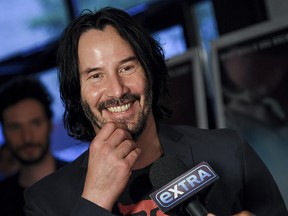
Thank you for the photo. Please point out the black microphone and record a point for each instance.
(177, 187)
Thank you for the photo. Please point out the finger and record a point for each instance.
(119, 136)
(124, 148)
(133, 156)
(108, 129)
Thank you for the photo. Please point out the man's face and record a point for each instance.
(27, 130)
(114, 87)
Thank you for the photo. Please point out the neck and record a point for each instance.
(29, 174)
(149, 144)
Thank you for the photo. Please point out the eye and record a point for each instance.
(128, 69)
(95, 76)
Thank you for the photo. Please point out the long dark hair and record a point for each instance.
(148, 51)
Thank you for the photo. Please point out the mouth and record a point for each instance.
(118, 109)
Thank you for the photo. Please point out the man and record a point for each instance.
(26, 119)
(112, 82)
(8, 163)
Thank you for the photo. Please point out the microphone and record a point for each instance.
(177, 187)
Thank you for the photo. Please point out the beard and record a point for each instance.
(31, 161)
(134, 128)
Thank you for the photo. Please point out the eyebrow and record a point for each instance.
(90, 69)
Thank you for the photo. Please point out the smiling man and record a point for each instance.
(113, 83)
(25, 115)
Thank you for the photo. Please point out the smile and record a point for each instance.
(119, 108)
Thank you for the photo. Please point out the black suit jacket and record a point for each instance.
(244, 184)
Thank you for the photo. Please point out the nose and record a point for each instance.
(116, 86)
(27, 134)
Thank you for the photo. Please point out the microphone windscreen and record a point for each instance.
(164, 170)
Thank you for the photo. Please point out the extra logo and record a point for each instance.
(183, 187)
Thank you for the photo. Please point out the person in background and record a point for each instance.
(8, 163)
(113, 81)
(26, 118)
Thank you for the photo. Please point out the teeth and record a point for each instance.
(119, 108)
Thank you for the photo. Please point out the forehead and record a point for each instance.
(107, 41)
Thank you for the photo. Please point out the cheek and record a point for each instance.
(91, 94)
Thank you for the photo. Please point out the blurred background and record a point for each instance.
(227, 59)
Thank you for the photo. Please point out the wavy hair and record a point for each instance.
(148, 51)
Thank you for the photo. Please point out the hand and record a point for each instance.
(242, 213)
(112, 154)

* * *

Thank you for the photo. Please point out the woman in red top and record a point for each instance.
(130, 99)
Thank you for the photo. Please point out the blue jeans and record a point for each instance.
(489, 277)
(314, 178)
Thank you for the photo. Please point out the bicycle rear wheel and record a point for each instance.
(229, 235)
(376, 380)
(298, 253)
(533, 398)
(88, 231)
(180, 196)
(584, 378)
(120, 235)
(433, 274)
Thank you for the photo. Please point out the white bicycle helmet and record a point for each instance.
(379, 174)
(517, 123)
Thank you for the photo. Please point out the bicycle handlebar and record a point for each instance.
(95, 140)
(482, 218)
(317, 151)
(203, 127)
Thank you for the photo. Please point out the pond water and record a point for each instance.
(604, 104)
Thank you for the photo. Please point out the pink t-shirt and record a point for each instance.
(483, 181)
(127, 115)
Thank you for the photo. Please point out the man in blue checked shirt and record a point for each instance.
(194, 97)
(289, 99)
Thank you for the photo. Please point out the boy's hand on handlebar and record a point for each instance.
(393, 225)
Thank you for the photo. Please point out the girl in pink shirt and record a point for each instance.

- [Your instructions]:
Copy only this part of the entries above: the line with "Thank you for the photo. Please point out the pond", the line with "Thank you for the photo. Please point out the girl", and the lines between, all exactly as written.

- [Exercise solution]:
Thank you for the photo. Please point out the pond water and record a point for each instance.
(604, 104)
Thank you for the photo. Please point out the pink t-shirt and record a point for each instance.
(483, 181)
(127, 115)
Thank you for the photo. Please point out the man in blue checked shirt and record a point for each instance.
(194, 97)
(289, 99)
Thank you for the photo. Please point out the boy's hand on handlebar and record a point for each instance.
(393, 225)
Thank you for the photo. Please point out the girl in pink shirt and record a point for each instance.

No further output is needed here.